### Material for this exercise
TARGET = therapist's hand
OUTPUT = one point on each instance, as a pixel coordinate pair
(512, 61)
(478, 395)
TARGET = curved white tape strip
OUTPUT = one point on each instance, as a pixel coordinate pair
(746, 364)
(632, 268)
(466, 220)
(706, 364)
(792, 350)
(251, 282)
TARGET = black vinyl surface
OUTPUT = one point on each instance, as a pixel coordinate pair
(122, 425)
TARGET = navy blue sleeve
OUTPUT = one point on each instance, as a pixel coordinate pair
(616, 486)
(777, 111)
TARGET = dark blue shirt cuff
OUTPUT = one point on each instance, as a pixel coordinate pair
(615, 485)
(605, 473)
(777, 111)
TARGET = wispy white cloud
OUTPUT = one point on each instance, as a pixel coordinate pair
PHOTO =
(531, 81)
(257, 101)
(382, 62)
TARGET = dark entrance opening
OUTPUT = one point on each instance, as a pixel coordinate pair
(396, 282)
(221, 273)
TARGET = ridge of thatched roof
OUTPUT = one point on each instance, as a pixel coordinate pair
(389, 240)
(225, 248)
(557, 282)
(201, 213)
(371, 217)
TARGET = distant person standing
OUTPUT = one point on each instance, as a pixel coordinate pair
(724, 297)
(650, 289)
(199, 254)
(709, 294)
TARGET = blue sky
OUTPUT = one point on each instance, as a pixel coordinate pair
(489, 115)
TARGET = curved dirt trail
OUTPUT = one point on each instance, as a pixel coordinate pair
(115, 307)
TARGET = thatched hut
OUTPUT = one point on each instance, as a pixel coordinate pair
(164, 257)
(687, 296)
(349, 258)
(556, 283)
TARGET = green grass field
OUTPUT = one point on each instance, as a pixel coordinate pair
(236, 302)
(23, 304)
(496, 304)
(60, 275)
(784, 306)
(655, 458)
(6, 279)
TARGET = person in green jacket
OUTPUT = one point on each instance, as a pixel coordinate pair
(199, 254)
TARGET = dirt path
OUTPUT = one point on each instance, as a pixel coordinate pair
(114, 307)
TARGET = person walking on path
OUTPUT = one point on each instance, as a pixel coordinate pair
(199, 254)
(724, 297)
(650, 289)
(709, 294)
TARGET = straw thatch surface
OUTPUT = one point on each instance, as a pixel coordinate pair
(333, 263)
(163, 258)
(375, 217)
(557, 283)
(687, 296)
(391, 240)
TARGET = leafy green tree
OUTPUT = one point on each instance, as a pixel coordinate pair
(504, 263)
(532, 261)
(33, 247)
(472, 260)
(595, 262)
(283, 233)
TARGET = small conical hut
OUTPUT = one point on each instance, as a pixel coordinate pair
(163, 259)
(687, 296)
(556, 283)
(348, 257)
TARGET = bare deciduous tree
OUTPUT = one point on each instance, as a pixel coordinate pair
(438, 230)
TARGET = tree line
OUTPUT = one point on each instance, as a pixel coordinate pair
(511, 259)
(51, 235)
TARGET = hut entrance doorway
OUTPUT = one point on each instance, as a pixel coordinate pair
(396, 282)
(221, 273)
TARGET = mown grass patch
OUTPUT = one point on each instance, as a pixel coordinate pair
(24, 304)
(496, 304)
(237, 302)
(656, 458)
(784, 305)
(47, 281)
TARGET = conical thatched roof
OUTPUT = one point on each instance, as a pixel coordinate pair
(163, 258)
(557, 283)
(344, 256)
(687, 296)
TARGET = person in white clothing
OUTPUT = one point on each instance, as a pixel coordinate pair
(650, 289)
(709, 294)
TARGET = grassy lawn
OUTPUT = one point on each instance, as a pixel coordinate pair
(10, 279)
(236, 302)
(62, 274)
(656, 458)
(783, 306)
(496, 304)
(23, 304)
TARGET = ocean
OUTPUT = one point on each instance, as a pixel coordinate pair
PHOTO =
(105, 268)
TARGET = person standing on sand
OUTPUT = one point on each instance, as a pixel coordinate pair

### Your assignment
Set down, exactly and completely, all of the material.

### Final answer
TARGET = therapist's hand
OUTPUT = one point on each instance, as a pixel coordinate pair
(512, 61)
(478, 395)
TARGET = curved white tape strip
OUTPUT = one point on each instance, as a pixel coordinate pair
(746, 364)
(632, 268)
(466, 220)
(706, 364)
(792, 350)
(251, 282)
TARGET = black vinyl surface
OUTPUT = one point on each instance, as a pixel coordinate pair
(122, 425)
TARGET = navy blue sleeve
OUTPUT = one point on each instance, as a pixel coordinate pair
(616, 486)
(777, 111)
TARGET = dark blue shirt cuff
OUTPUT = one point on each instance, as a pixel coordinate pair
(615, 485)
(605, 473)
(777, 111)
TARGET = wispy white cloud
OUTPUT = one point on each instance, as a pixel coordinate pair
PHOTO =
(531, 81)
(257, 101)
(382, 62)
TARGET = dark entrance opening
OUTPUT = one point on each instance, as a pixel coordinate pair
(396, 282)
(221, 273)
TARGET = ridge of thatched roof
OUTPUT = one point on each instance, as a pixel coordinate pair
(389, 240)
(225, 248)
(557, 282)
(201, 213)
(371, 217)
TARGET = distant person standing
OUTPUT = one point on each instance, as a pixel coordinate pair
(724, 297)
(650, 289)
(199, 254)
(709, 294)
TARGET = blue sky
OUTPUT = one point on each instance, as a pixel coordinate pair
(489, 115)
TARGET = curved dirt trail
OUTPUT = one point on each instance, as a pixel coordinate pair
(115, 307)
TARGET = thatched hut
OUTPUT = one point on each instance, as a pixel coordinate pair
(164, 257)
(687, 296)
(349, 258)
(556, 283)
TARGET = green grass field
OUTPUT = one point on each instance, as a pixel coordinate pair
(236, 302)
(23, 304)
(496, 304)
(60, 275)
(784, 306)
(655, 458)
(6, 279)
TARGET = person in green jacket
OUTPUT = one point on each instance, as a pixel coordinate pair
(199, 254)
TARGET = dirt path
OUTPUT = one point on each instance, as a pixel coordinate pair
(114, 307)
TARGET = person walking on path
OUTPUT = one point on each instance, as a pixel coordinate pair
(199, 254)
(724, 297)
(650, 289)
(709, 294)
TARGET = straw thatch surface
OUTPUT = one point on each instance, as a pixel coordinate pair
(333, 263)
(163, 258)
(375, 217)
(557, 283)
(687, 296)
(391, 240)
TARGET = leafy green tree
OUTPUT = one point on each instance, as a pixel coordinate pair
(504, 263)
(532, 261)
(33, 247)
(472, 260)
(595, 262)
(283, 233)
TARGET = small conical hut
OUTPUT = one point on each instance, as a pixel coordinate pair
(163, 259)
(687, 296)
(556, 283)
(348, 257)
TARGET = bare deciduous tree
OUTPUT = one point on each instance, as a pixel coordinate pair
(438, 230)
TARGET = tree line
OUTPUT = one point on each instance, as a pixel coordinate pair
(511, 259)
(51, 235)
TARGET = hut entrance doorway
OUTPUT = one point on each instance, as a pixel coordinate pair
(396, 282)
(221, 273)
TARGET = mown grass patch
OUTPUT = one point on each instance, as a pixel coordinate pair
(24, 304)
(496, 304)
(237, 302)
(656, 458)
(784, 305)
(47, 281)
TARGET = conical thatched roof
OUTPUT = one point on each instance, as a pixel coordinate pair
(163, 258)
(557, 283)
(344, 256)
(687, 296)
TARGET = person in white clothing
OUTPUT = one point on each instance, as a pixel coordinate pair
(650, 289)
(709, 294)
TARGET = grassy lawn
OUTPUT = one point on each instance, as a pixel coordinate pair
(10, 279)
(236, 302)
(62, 274)
(656, 458)
(783, 306)
(496, 304)
(23, 304)
TARGET = ocean
OUTPUT = one point on each instance, as a pixel coordinate pair
PHOTO =
(105, 268)
TARGET = person standing on sand
OUTPUT = one point on each instance, as a pixel coordinate pair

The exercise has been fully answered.